Saved entries
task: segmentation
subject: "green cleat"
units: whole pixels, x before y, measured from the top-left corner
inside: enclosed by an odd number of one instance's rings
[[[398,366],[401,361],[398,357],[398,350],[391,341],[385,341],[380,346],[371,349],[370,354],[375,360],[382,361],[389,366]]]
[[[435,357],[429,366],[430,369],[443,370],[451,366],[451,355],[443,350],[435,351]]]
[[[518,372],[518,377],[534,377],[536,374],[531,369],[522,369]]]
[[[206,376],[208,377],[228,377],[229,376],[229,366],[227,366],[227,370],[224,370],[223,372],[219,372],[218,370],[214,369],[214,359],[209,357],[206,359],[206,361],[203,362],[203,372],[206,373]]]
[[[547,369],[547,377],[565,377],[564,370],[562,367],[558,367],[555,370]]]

_Brief_.
Nothing is to be left out; reproduce each record exactly.

_Exercise response_.
task: segmentation
subject: "green cleat"
units: whole pixels, x before y, measured from the top-left corner
inside: enclosed by an odd number of one instance's rings
[[[398,366],[401,361],[398,357],[398,350],[391,341],[385,341],[380,346],[371,349],[370,354],[375,360],[382,361],[389,366]]]
[[[435,357],[429,366],[430,369],[443,370],[451,366],[451,355],[443,350],[435,351]]]
[[[518,372],[518,377],[534,377],[536,374],[531,369],[522,369]]]
[[[206,376],[208,377],[228,377],[229,376],[229,366],[227,366],[227,370],[224,370],[223,372],[219,372],[218,370],[214,369],[214,359],[209,357],[206,359],[206,361],[203,362],[203,372],[206,373]]]
[[[547,369],[547,377],[565,377],[564,370],[562,367],[558,367],[555,370]]]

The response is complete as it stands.